• Passage du texte
Quatre variantes étaient en concurrence, allant de l’introduction d’une taxe sur le CO2 sur les combustibles et les carburants à la seule instauration d’un centime climatique prélevé sur une base volontaire par l’économie, selon la proposition de l’Union pétrolière suisse.

Le Conseil fédéral (gouvernement) a opté pour une combinaison des deux mesures.

Une chance pour l’économie

Dès 2006, les combustibles seront frappés d’une taxe de 35 francs sur chaque tonne de CO2, soit 9 centimes par litre d’huile de chauffage.

Pour les carburants en revanche, le Conseil fédéral laisse sa chance au centime climatique. Si l’économie ne joue pas le jeu ou si le centime climatique ne déploie pas des effets suffisants d’ici fin 2007, la taxe sur le CO2 sera étendue à l’essence, avec possibilité d’exempter le diesel, avertit Moritz Leuenberger.

Le ministre de l’environnement ne cache pas que personnellement, il souhaiterait frapper également les carburants d’une taxe sur le CO2. Mais il admet qu’il est juste de donner aux promoteurs du centime climatique une chance de se responsabiliser.

• Données fournies
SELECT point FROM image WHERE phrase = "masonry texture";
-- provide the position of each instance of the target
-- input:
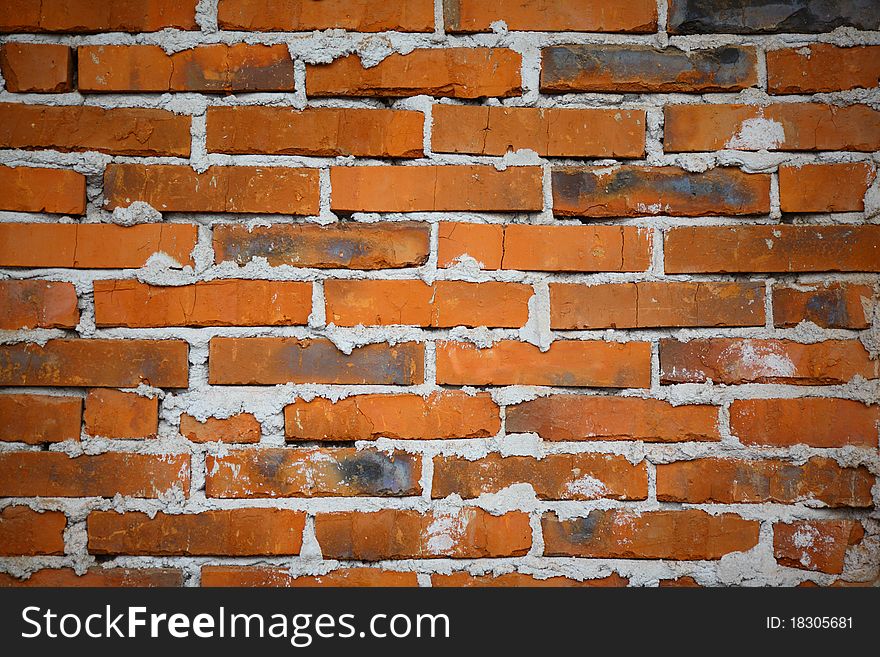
(439, 293)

• Consigne
Selon le passage sur la taxe sur le CO2, quel montant frappera chaque tonne de CO2 des combustibles dès 2006 ?

• Zone de réponse
35 francs par tonne de CO2.